§ **WRITTEN PROBLEM**
Output each line of the material below as one string in a JSON array, leaving out any blank lines.

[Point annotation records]
⁂

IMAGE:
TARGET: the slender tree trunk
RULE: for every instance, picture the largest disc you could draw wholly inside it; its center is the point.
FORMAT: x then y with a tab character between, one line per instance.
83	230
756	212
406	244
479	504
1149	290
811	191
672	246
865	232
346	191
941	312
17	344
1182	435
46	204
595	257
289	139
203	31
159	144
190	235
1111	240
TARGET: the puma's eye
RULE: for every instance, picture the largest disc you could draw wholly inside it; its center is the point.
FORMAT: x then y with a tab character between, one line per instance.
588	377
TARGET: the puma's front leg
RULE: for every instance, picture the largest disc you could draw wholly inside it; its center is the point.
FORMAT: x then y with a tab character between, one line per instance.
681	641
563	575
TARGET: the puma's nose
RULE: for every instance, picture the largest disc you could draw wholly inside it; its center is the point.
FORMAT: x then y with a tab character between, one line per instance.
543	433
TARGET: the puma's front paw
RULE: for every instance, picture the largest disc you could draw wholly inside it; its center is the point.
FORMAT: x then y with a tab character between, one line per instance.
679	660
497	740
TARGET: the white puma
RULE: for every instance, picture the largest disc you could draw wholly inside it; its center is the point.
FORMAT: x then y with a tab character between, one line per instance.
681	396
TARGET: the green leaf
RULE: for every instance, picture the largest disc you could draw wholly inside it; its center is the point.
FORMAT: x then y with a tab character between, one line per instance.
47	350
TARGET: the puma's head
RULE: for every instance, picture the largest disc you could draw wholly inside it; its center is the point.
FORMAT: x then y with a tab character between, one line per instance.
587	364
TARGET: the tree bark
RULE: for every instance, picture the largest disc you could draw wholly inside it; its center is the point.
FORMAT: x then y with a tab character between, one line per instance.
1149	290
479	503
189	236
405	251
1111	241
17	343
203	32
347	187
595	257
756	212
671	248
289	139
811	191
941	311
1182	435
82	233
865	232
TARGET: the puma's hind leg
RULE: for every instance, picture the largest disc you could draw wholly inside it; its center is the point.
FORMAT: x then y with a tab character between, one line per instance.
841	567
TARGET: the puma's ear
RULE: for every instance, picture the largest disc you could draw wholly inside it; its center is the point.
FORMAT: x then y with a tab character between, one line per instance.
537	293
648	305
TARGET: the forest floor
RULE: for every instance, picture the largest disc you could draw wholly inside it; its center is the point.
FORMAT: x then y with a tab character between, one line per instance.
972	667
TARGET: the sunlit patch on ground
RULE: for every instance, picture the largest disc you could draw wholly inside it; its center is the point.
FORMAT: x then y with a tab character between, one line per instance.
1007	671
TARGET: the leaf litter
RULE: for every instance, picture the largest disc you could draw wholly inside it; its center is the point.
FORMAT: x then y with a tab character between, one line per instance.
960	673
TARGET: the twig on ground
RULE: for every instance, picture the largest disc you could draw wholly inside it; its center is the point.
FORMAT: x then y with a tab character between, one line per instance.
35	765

⁂

§ **THE SOLUTION**
[
  "IMAGE:",
  "TARGET: the slender tree trunk",
  "RULE: for every instance, picture the largest disc you could draw wholly inside it; its center is the point.",
  "FORMAT: x then y with a tab character between, one line per instance.",
  "83\t230",
  "756\t212",
  "406\t244",
  "479\t504",
  "1149\t290",
  "811\t191",
  "672\t246",
  "865\t232",
  "346\t191",
  "941\t312",
  "17\t344",
  "1182\t435",
  "46\t204",
  "595\t257",
  "289\t139",
  "203\t31",
  "159\t144",
  "190\t235",
  "1111\t240",
  "TARGET: the puma's eye",
  "RULE: for every instance, picture the largest disc you could draw wholly inside it; its center is the point.",
  "FORMAT: x then y with a tab character between, one line per instance.",
  "588\t377",
  "TARGET: the puma's front leg",
  "RULE: for every instance, picture the largest disc you could draw wholly inside it; its center is the point.",
  "FORMAT: x then y with a tab character between, one line per instance.",
  "681\t641",
  "563\t575",
  "TARGET: the puma's nose",
  "RULE: for every instance, picture the largest disc you could draw wholly inside it; its center is the point.",
  "FORMAT: x then y with a tab character between, one line per instance.",
  "543\t433",
  "TARGET: the puma's front paw",
  "RULE: for every instance, picture the largest disc you could draw wholly inside it; its center is the point.",
  "FORMAT: x then y with a tab character between, one line per instance.",
  "679\t660",
  "497\t740",
  "TARGET: the white puma",
  "RULE: for every instance, picture the largest disc you could draw wholly inside it; its center is the point.",
  "FORMAT: x then y with a tab character between, one line per instance.",
  "681\t396",
  "TARGET: the green leaf",
  "RULE: for every instance, picture the largest disc you could draw wholly inside it; its center is the point.",
  "FORMAT: x then y with a tab character between, one line per instance.",
  "47\t350",
  "TARGET: the puma's head",
  "RULE: for every instance, picture the largest disc you could draw wholly inside it; its center is the point.",
  "FORMAT: x then y with a tab character between, one line per instance.",
  "587\t364",
  "TARGET: the tree bark",
  "RULE: for every instance, picture the largest disc you could draw wholly inside it; its center is the point.",
  "FORMAT: x then y with a tab character between, one line per instance.",
  "1149\t290",
  "479\t503",
  "189\t236",
  "405\t251",
  "1111\t241",
  "17\t343",
  "203\t32",
  "347\t187",
  "595\t257",
  "756\t212",
  "671\t248",
  "289\t139",
  "811\t191",
  "941\t311",
  "1182\t435",
  "82\t233",
  "865\t232",
  "TARGET: the puma's hind leg",
  "RULE: for every instance, picture the largest disc you could draw wholly inside it; its center is the point.",
  "FORMAT: x then y with a tab character between, one line per instance.",
  "841\t567",
  "TARGET: the puma's ear",
  "RULE: for every instance, picture the largest disc you could draw wholly inside it; its center is the point.",
  "FORMAT: x then y with a tab character between, one line per instance.",
  "537\t293",
  "648\t305",
  "TARGET: the forest floor",
  "RULE: for every instance, picture the largest disc you could draw wholly inside it; its center is the point.",
  "FORMAT: x then y with a tab character between, one line per instance.",
  "972\t667",
  "TARGET: the sunlit patch on ground",
  "RULE: for every instance, picture the largest disc you could draw wholly inside it; its center is the point.",
  "FORMAT: x then y with a tab character between, one line per instance.",
  "1007\t671",
  "TARGET: the leaf litter",
  "RULE: for every instance, picture the largest disc you could draw wholly inside it; its center is the point.",
  "FORMAT: x then y with a tab character between, one line per instance.",
  "960\t673",
  "TARGET: the twig on ground",
  "RULE: for every instance, picture the largest disc you could draw wholly inside it; its center is the point.",
  "FORMAT: x then y with a tab character between, one line per instance.",
  "35\t765"
]